>> Start Dataset records

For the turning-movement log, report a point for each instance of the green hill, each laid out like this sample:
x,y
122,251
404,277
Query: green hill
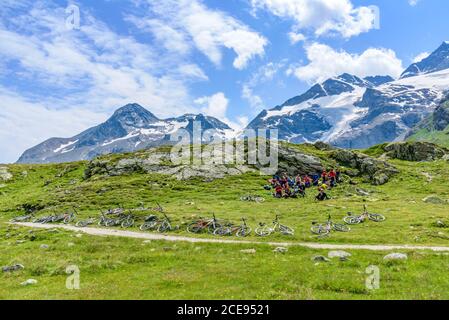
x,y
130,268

>> End Dataset records
>> Start Dataset records

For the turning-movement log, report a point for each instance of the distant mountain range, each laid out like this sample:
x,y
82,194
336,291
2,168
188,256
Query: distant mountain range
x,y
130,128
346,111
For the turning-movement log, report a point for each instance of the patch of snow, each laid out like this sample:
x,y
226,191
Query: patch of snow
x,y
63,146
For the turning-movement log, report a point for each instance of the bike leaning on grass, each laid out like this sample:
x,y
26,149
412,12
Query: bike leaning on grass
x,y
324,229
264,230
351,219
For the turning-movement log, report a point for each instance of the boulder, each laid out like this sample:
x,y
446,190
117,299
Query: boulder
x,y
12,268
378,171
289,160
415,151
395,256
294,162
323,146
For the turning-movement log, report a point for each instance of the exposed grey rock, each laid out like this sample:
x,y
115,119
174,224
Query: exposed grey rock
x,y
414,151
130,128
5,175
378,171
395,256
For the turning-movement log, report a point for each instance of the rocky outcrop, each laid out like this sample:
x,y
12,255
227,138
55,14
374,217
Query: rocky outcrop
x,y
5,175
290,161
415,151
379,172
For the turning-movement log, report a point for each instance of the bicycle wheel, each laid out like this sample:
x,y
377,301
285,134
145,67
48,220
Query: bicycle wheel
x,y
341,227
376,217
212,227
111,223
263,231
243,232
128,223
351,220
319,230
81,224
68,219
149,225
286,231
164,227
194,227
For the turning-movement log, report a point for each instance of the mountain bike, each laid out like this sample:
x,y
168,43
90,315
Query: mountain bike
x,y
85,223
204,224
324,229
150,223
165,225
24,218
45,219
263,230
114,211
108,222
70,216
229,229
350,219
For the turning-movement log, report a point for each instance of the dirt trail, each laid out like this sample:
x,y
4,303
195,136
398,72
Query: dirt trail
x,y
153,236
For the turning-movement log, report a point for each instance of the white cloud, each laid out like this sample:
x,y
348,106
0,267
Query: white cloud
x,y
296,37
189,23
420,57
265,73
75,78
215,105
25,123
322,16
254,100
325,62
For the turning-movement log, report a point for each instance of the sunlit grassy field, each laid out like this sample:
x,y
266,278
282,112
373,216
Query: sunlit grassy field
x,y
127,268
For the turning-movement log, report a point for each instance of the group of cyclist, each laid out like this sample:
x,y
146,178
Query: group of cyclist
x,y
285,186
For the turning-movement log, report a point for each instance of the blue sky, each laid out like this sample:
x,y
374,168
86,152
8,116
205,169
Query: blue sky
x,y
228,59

>> End Dataset records

Exercise goal. Please identify each line in the entries above that contains the string "cyclist", and copy every such line. Treat uppercase and lowercase letters as different.

Problem solution.
For the turning-movement log, report a point for each instance of the group of cyclist, each laid out like this sample:
Query: group of cyclist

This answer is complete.